So why do I have MAP LOVE?
“My Senior Art Show in NY, me with one of my paintings”

I went to Parsons School of design to become an illustrator, and in my 3rd year went to Florence Italy to study painting. This 7 month trip to Italy sort of changed my outlook on my life. After graduating I decided to move home and freelance as a painter (kind of crazy). No more New York everyday, which at the time was good, I was tired of the way New york made me feel. This is weird, I know coming from a 21 year old. But I missed the slow life, I missed seeing the same people every day. New York, which I love now again, was not doing that for me at the time. During my 4th year of college I was living by myself in a part of brooklyn over an hour from every friend I had in the city and hating it. I wanted to paint, and spend time with my family. So I move back to Jersey.

Work item A: Reproduce the stretch of the passage about studying art and leaving New York from "I went to Parsons" through "back to Jersey.".
Work item B:
Answer these about the passage on studying art and leaving New York:
(i) Which school did the writer attend to become an illustrator?
(ii) How long did the trip to Italy last?
(iii) During the 4th year of college, how far was the writer's Brooklyn home from every friend in the city?
Work item C: Go on with the passage about studying art and leaving New York, starting after its final sentence.

Extracted entries:
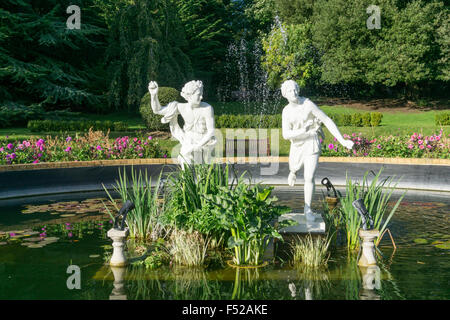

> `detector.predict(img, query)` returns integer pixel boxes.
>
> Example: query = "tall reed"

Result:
[291,233,331,268]
[168,229,209,267]
[103,168,164,240]
[339,168,406,250]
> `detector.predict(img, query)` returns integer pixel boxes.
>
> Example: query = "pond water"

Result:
[0,187,450,300]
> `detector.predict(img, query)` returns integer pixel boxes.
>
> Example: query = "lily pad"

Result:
[414,238,428,244]
[23,237,41,242]
[435,241,450,250]
[45,237,59,241]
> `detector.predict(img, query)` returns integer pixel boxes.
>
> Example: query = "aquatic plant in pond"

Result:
[168,229,209,267]
[338,169,406,250]
[291,233,332,268]
[103,168,165,240]
[205,181,295,265]
[322,130,450,159]
[161,163,239,239]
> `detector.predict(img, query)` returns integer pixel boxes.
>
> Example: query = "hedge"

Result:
[215,112,383,128]
[28,120,128,132]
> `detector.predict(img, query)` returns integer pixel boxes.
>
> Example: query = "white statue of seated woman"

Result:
[148,80,217,167]
[281,80,353,221]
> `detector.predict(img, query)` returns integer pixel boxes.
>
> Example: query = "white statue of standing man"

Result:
[281,80,353,221]
[148,80,217,167]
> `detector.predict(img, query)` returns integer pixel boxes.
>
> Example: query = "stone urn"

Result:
[109,266,127,300]
[325,197,339,213]
[358,229,380,267]
[108,228,130,267]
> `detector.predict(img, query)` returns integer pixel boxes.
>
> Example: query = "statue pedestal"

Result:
[359,266,381,300]
[358,229,380,267]
[109,267,127,300]
[108,228,130,267]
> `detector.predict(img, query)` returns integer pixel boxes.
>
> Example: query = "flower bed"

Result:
[322,130,450,159]
[0,130,167,165]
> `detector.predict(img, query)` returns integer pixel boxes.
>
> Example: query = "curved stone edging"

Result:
[0,157,450,172]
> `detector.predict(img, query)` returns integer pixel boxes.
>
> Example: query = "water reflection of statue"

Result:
[148,80,217,165]
[281,80,353,220]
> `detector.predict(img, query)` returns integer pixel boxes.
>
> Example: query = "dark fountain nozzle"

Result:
[114,200,135,230]
[352,199,373,230]
[321,178,337,198]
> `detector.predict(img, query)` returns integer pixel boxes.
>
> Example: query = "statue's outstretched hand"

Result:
[148,81,158,96]
[342,140,355,150]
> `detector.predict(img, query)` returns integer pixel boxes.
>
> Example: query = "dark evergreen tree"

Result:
[103,0,192,111]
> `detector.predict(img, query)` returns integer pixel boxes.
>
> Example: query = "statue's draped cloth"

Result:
[289,112,323,172]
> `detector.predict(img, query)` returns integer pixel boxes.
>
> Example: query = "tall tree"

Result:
[176,0,234,95]
[104,0,192,111]
[0,0,105,109]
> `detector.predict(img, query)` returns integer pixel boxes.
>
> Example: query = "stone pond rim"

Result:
[0,157,450,199]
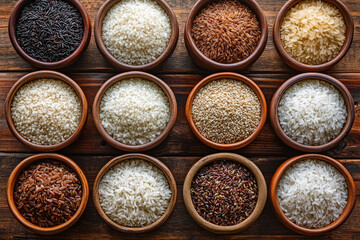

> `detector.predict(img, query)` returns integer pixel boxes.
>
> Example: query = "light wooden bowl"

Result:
[184,0,268,71]
[94,0,179,71]
[92,71,177,152]
[6,153,89,235]
[183,153,267,234]
[273,0,354,72]
[185,72,267,150]
[270,154,356,236]
[5,70,88,152]
[270,73,355,152]
[8,0,91,69]
[93,153,177,233]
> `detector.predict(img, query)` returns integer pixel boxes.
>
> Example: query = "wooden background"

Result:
[0,0,360,239]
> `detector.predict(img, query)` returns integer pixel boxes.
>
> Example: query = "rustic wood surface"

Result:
[0,0,360,239]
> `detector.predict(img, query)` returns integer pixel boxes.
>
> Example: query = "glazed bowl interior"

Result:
[92,71,177,152]
[185,72,267,150]
[5,70,88,152]
[93,153,177,233]
[183,153,267,234]
[270,154,356,236]
[8,0,91,69]
[94,0,179,71]
[184,0,268,71]
[6,153,89,235]
[273,0,354,72]
[270,73,355,152]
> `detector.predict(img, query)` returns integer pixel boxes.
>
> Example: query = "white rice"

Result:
[278,80,347,146]
[11,78,81,145]
[102,0,171,65]
[278,159,348,228]
[99,159,172,227]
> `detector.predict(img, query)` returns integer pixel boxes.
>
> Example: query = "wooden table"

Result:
[0,0,360,239]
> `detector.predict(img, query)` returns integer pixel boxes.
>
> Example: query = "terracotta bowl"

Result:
[273,0,354,72]
[270,154,356,236]
[184,0,268,71]
[185,72,267,150]
[8,0,91,69]
[93,153,177,233]
[270,73,355,152]
[183,153,267,234]
[92,71,177,152]
[94,0,179,71]
[6,153,89,235]
[5,70,88,152]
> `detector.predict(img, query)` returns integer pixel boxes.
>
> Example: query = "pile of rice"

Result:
[100,78,170,145]
[99,159,172,227]
[280,0,346,65]
[278,159,348,228]
[11,78,81,145]
[102,0,171,65]
[278,80,347,146]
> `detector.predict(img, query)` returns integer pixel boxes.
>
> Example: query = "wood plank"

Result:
[0,153,360,239]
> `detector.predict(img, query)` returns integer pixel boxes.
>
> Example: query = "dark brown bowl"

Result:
[270,73,355,152]
[8,0,91,69]
[183,153,267,234]
[185,72,267,150]
[92,71,177,152]
[270,154,356,236]
[273,0,354,72]
[184,0,268,71]
[94,0,179,71]
[6,153,89,235]
[93,153,177,233]
[5,70,88,152]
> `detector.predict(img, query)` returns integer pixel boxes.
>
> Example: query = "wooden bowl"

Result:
[6,153,89,235]
[183,153,267,234]
[270,154,356,236]
[273,0,354,72]
[185,72,267,150]
[8,0,91,69]
[184,0,268,71]
[92,71,177,152]
[270,73,355,152]
[93,153,177,233]
[94,0,179,71]
[5,70,88,152]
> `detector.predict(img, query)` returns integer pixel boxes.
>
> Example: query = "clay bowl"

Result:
[6,153,89,235]
[184,0,268,71]
[93,153,177,233]
[273,0,354,72]
[8,0,91,69]
[5,70,88,152]
[270,154,356,236]
[185,72,267,150]
[270,73,355,152]
[183,153,267,234]
[94,0,179,71]
[92,71,177,152]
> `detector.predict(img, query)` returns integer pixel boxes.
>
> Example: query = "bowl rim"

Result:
[185,72,267,150]
[94,0,179,71]
[93,153,177,233]
[5,70,88,152]
[273,0,354,72]
[183,152,267,234]
[8,0,91,69]
[269,154,356,236]
[270,72,355,152]
[184,0,268,71]
[92,71,177,152]
[6,153,89,235]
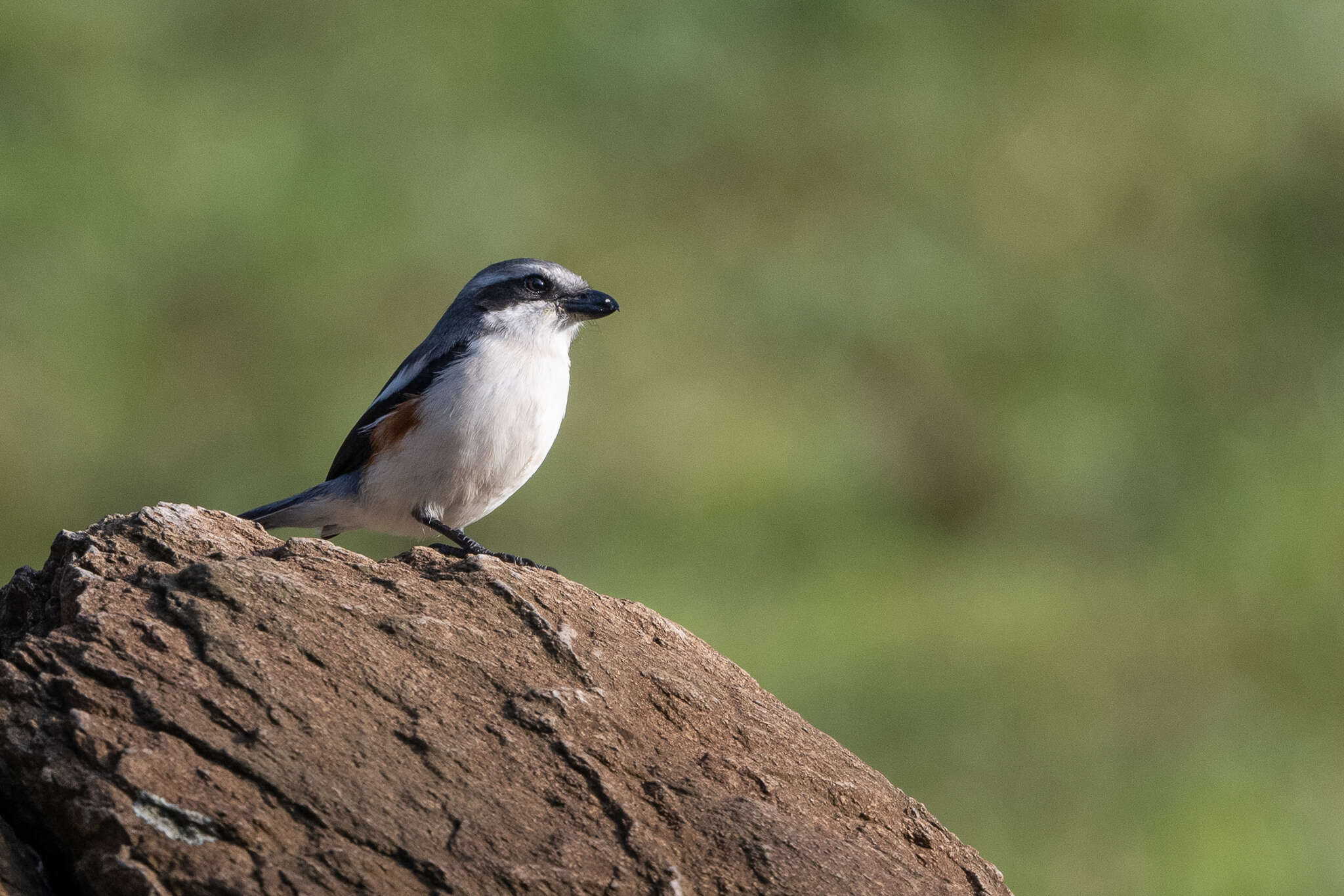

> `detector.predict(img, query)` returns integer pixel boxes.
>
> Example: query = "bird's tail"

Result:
[238,477,349,531]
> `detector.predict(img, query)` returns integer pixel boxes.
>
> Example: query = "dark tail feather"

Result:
[238,477,351,529]
[238,492,308,525]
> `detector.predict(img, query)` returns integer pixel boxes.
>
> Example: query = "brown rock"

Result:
[0,504,1008,896]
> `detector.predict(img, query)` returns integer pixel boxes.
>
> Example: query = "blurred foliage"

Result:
[0,0,1344,896]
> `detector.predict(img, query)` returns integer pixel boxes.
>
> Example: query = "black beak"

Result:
[560,289,621,321]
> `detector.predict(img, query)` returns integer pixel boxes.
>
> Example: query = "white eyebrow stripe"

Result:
[464,264,587,291]
[463,272,519,290]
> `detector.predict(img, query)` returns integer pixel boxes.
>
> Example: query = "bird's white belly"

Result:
[359,337,570,536]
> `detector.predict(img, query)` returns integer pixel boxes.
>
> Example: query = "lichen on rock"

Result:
[0,504,1008,896]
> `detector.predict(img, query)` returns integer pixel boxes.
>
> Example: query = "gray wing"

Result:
[327,340,467,481]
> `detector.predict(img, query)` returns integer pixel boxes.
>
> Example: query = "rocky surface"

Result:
[0,504,1008,896]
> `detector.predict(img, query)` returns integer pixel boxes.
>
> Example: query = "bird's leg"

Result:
[414,510,559,572]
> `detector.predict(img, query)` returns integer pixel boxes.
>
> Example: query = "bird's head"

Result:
[453,258,621,337]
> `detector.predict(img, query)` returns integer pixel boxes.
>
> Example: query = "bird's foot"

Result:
[481,550,559,572]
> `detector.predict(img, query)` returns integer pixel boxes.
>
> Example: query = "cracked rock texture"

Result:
[0,504,1008,896]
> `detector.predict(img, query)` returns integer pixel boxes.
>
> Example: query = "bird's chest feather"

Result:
[422,331,570,487]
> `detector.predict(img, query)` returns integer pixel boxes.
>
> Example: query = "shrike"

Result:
[242,258,620,565]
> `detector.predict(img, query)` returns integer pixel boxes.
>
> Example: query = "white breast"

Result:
[360,333,570,535]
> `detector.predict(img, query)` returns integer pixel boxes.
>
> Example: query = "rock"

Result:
[0,504,1008,896]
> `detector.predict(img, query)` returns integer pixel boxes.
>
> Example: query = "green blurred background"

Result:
[0,0,1344,896]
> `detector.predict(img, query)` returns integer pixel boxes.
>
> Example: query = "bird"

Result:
[240,258,620,568]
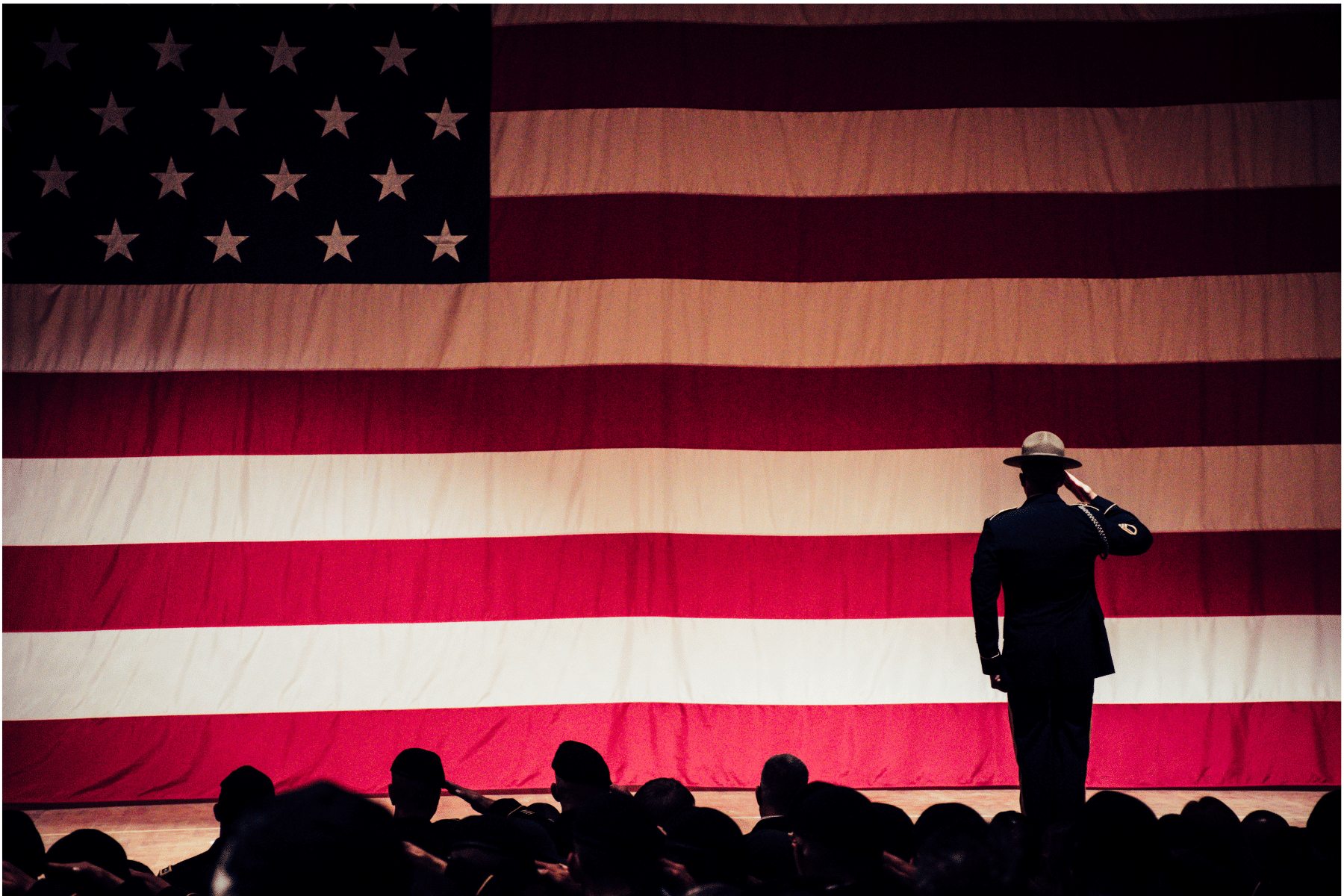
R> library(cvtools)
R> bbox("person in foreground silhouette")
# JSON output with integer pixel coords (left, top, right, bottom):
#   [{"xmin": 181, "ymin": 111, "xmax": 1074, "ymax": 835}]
[
  {"xmin": 444, "ymin": 740, "xmax": 612, "ymax": 856},
  {"xmin": 205, "ymin": 782, "xmax": 413, "ymax": 896},
  {"xmin": 751, "ymin": 752, "xmax": 808, "ymax": 833},
  {"xmin": 971, "ymin": 432, "xmax": 1153, "ymax": 827},
  {"xmin": 158, "ymin": 765, "xmax": 276, "ymax": 896},
  {"xmin": 387, "ymin": 747, "xmax": 444, "ymax": 853}
]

Exercise output A:
I went to Parsons School of design to become an illustrator, and in my 3rd year went to Florence Italy to study painting. This 7 month trip to Italy sort of changed my outlook on my life. After graduating I decided to move home and freelance as a painter (kind of crazy). No more New York everyday, which at the time was good, I was tired of the way New york made me feel. This is weird, I know coming from a 21 year old. But I missed the slow life, I missed seeing the same people every day. New York, which I love now again, was not doing that for me at the time. During my 4th year of college I was living by myself in a part of brooklyn over an hour from every friend I had in the city and hating it. I wanted to paint, and spend time with my family. So I move back to Jersey.

Exercise output B:
(i) Parsons School of design
(ii) 7 months
(iii) Over an hour

Exercise output C:
I went back to Europe with my good friends, went backpacking for a few weeks at a time spending only a few days in most cities, getting a taste of the culture, and meeting many characters in short intervals. It always felt different and a little disconnected after actually living in Italy where I was forced to stop and look around… and I mean STOP. When I lived in Italy I saw the same people every day, visited the same cafe to get the same cappuccino, saying “bon journo” to the same locals and visiting the same museums over and over. Yes I traveled on the weekends but Florence felt like my HOME. It was beautiful, and filled with tradition. I have learned that knowledge and respect of tradition is a one-way ticket to connecting personally with people.

“My cousin Lisa and I in Roma”, “Venezia”, and “Tami and I in a glacier- Luzern, Switzerland”

After 3 years of trying to make it as a painter, rediscovering Asbury Park, my love for Springsteen, old and new friends. I went back to school to get my masters in education.

Why on earth would an artist want to put herself in a classroom EVERYDAY?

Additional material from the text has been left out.